── Text block ──
# Hawks



## MichaelW (Jun 16, 2010)

Spotted 5 of these Red Shoulder hawks in the same tree at Choke Canyon. I was only able to get open shots of 3. I have never seen 5 in one group before except for a migration. Sorry for all the limbs in the way, just couldn't get better shots without spooking them.


----------



## griz (Jan 9, 2006)

Nice shots. Lucky to see that many at once. I heard the Llano eagles are back but the nest they were in last year fell down. They have been seen gathering limbs and such to build a new one. Gotta get out there soon and see whats going on. Get some shots of them rebuilding their nest.

Griz


----------



## MichaelW (Jun 16, 2010)
───
Carry on the forum thread about the hawks seen at Choke Canyon from the point at which it ends.
── Information shown ──
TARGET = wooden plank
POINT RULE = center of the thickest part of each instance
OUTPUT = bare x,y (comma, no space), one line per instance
───
◆ **Reply to the task**
Thanks Griz. It seems kind of early for the Eagles. I thought they started nesting in Jan. Hope they build in the same tree. Any further from the road and it will be hard to get decent photos.


----------



## Law Dog (Jul 27, 2010)

Great pics, congrats!


----------



## huntmaster58 (Oct 1, 2008)

Cool, thanks for sharing!


----------



## MichaelW (Jun 16, 2010)

thanks for the comments. Since posting I have learned that these are Harris hawks. Harris hawks are known to hunt in packs.


----------



## DA REEL DADDY (Jun 7, 2005)

Cool pics. Awesome birds.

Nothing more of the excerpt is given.